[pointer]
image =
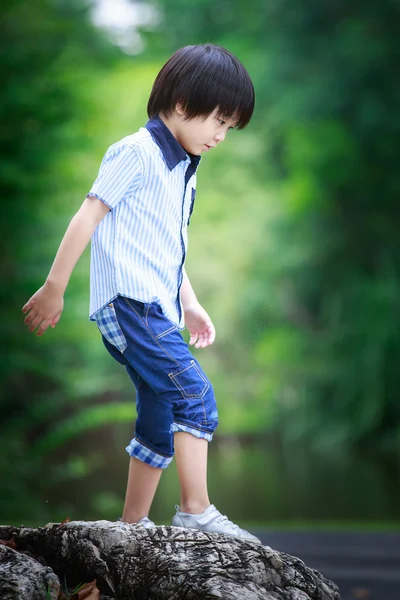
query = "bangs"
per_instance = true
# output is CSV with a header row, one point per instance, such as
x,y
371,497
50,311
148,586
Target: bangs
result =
x,y
202,79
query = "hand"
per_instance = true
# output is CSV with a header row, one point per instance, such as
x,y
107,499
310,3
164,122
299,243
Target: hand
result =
x,y
200,327
44,309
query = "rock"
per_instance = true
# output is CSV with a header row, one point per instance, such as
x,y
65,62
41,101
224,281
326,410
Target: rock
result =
x,y
164,563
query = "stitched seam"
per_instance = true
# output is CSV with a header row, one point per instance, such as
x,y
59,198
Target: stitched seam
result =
x,y
104,331
192,426
150,332
185,394
130,305
151,449
160,335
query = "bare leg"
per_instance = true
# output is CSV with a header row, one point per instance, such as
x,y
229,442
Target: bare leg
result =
x,y
191,462
142,484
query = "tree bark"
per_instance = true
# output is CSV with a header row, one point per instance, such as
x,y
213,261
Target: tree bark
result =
x,y
130,562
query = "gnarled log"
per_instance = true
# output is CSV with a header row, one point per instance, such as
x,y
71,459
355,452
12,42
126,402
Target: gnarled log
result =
x,y
130,562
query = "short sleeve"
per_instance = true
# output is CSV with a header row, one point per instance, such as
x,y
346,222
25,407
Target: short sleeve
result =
x,y
120,173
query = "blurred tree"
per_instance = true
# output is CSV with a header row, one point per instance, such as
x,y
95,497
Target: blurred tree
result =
x,y
49,52
322,304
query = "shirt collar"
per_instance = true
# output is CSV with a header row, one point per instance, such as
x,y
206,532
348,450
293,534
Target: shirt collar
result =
x,y
169,145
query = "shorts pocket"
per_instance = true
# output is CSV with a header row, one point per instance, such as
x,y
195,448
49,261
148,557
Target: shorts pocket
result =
x,y
190,381
108,324
157,322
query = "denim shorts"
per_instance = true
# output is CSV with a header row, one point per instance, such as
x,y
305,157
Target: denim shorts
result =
x,y
173,393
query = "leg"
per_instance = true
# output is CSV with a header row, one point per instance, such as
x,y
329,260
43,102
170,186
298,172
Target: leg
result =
x,y
142,484
191,462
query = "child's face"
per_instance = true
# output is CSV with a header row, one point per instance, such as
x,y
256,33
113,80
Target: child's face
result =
x,y
200,134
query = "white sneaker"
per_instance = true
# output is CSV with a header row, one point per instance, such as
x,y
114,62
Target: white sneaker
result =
x,y
213,521
145,521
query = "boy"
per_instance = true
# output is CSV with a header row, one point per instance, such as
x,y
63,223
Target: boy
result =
x,y
136,215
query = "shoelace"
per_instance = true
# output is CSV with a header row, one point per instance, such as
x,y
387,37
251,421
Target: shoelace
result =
x,y
225,521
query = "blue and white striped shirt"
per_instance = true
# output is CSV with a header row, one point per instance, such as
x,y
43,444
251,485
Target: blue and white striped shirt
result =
x,y
139,248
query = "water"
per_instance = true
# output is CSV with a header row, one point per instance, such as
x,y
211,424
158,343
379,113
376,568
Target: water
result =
x,y
256,483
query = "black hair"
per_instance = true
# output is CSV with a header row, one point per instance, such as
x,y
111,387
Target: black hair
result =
x,y
202,78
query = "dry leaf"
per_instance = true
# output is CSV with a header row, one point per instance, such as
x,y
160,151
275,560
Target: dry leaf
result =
x,y
67,520
360,592
89,591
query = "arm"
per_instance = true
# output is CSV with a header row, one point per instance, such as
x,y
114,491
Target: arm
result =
x,y
45,307
198,322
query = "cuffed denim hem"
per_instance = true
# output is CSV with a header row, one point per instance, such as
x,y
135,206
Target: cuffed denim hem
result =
x,y
196,432
137,450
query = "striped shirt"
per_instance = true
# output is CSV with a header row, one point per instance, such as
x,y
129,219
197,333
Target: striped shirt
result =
x,y
138,250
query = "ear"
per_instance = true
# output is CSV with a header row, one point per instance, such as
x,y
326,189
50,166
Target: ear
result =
x,y
179,109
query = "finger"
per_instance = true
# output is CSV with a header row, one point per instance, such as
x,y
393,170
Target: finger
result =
x,y
36,321
193,339
202,341
55,320
27,306
43,326
30,316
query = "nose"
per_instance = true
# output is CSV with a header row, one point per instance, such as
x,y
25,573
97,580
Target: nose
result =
x,y
219,137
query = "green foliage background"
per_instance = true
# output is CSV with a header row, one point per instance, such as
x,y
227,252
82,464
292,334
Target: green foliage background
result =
x,y
294,246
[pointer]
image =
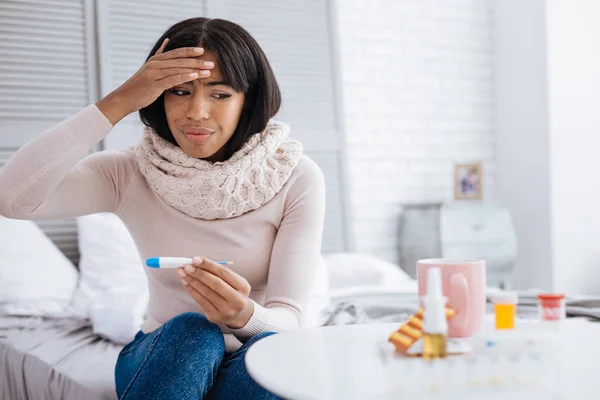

WORK ITEM »
Nothing but the text is wanted: repeat the data above exactly, without its images.

ANSWER BOX »
[pointer]
image =
query = "bangs"
per_instance = true
# output is CSV with a header row, one point per instance, such as
x,y
371,497
50,311
148,586
Target: bangs
result =
x,y
202,79
query = "hand"
per_instance = true
# output is CSV with a header row, one point per instance, such as
x,y
107,499
310,3
164,122
299,243
Target: hand
result =
x,y
200,327
44,309
query = "rock"
per_instance = true
# output is CSV with a header row, one point per instance, such as
x,y
65,62
41,101
224,281
326,410
Target: rock
result =
x,y
164,563
query = "stitched seam"
per_instance = true
# output is CSV with a header row, one point per instance, such as
x,y
59,198
Target: stitched seam
result =
x,y
104,331
192,426
150,332
185,394
130,305
151,449
160,335
query = "bare leg"
per_instance = true
# output is CSV with a header row, one point per instance, such as
x,y
229,442
Target: bare leg
result =
x,y
191,462
142,484
query = "tree bark"
per_instance = true
# output is CSV with a header row, one point per instance, such as
x,y
213,261
Target: tree bark
result =
x,y
130,562
query = "gnarled log"
per_instance = true
# output is CSV with a header row, one point per instance, such as
x,y
71,459
355,452
12,42
126,402
Target: gnarled log
result =
x,y
130,562
query = "short sleeve"
per_instance = true
# output is CSV with a header row, one point per instance, such as
x,y
346,222
25,407
Target: short sleeve
result =
x,y
120,173
query = "blurred tree"
per_instance = true
# output is CSV with a header row, one point per instance, such as
x,y
95,497
Target: blurred tree
result =
x,y
49,52
322,304
query = "shirt collar"
per_instance = true
# output is CSV with a header row, one point per instance, such as
x,y
206,532
348,450
293,534
Target: shirt collar
result =
x,y
169,145
query = "shorts pocket"
per_instance = true
# output is CSV with a header row, one point per instance, such as
x,y
195,448
49,261
148,557
Target: shorts pocket
result =
x,y
190,381
108,324
157,322
query = "denim shorts"
per_instance = true
# output is CSV with a header row, one point per instance, such as
x,y
305,157
Target: denim shorts
result =
x,y
173,393
query = "leg"
per_instance = true
# output is CSV with a header row, one point per instance, such as
x,y
329,260
43,102
170,186
298,172
Target: leg
result =
x,y
142,484
191,462
query = "child's face"
per_instance = true
# output is CSV with a header row, one point per instance, such as
x,y
256,33
113,80
Target: child's face
result =
x,y
200,134
query = "white sneaker"
per_instance = true
# output is CSV with a header row, one point per instance, such as
x,y
114,62
Target: white sneaker
result =
x,y
213,521
145,521
query = "boy"
per_instance = true
# output is CSV with a header row, one point per instance, such as
x,y
63,223
Target: boy
result =
x,y
136,215
query = "shoelace"
per_instance = true
# output is CSV with a header row, one point per instance, such as
x,y
387,37
251,421
Target: shoelace
result =
x,y
225,521
query = "blue and white striped shirt"
per_instance = true
# output is CSV with a header row, one point per instance, such as
x,y
43,444
251,485
Target: blue and white striped shirt
result =
x,y
139,248
query = "water"
per_instance = true
# output is CSV with a header row, one point per instance, such as
x,y
211,424
158,343
379,113
376,568
Target: water
result =
x,y
256,483
query = "black hair"
per_instance = true
# output is CSV with a header row, one point per instance, such as
x,y
111,387
Target: black hair
result =
x,y
202,78
query = "dry leaf"
per_instance = true
# output is CSV with a header row, one point per instance, such as
x,y
160,151
275,560
Target: dry leaf
result =
x,y
67,520
360,592
89,591
query = "arm"
per_instance = true
# output is CSV with a header row, one point per instance, such as
x,y
114,491
Target: arm
result =
x,y
45,307
198,322
query = "cuffed denim hem"
per_instance = true
# output is CSV with a header row, one point per instance, such as
x,y
135,206
Target: cuffed denim hem
result =
x,y
196,432
137,450
query = "striped shirt"
per_instance = true
# output is CSV with a header row, one point per instance, such as
x,y
129,219
197,333
Target: striped shirt
result =
x,y
138,250
query = "ear"
per_instance = true
# output is CSV with a header row, one point per instance, such as
x,y
326,189
50,166
Target: ear
result =
x,y
179,109
query = "finger"
per_instance = true
# output is CSV with a header row, one point per instance, such as
x,y
393,170
Target: finger
result =
x,y
36,321
193,339
202,341
55,320
27,306
43,326
30,316
query = "nose"
per_instance = true
# output is CSV with a header row, one point per instance, such as
x,y
25,573
97,580
Target: nose
result =
x,y
219,137
query = "green foliage background"
per_instance = true
# output is CSV with a header row, one point per instance, such as
x,y
227,252
82,464
292,334
Target: green foliage background
result =
x,y
294,246
[pointer]
image =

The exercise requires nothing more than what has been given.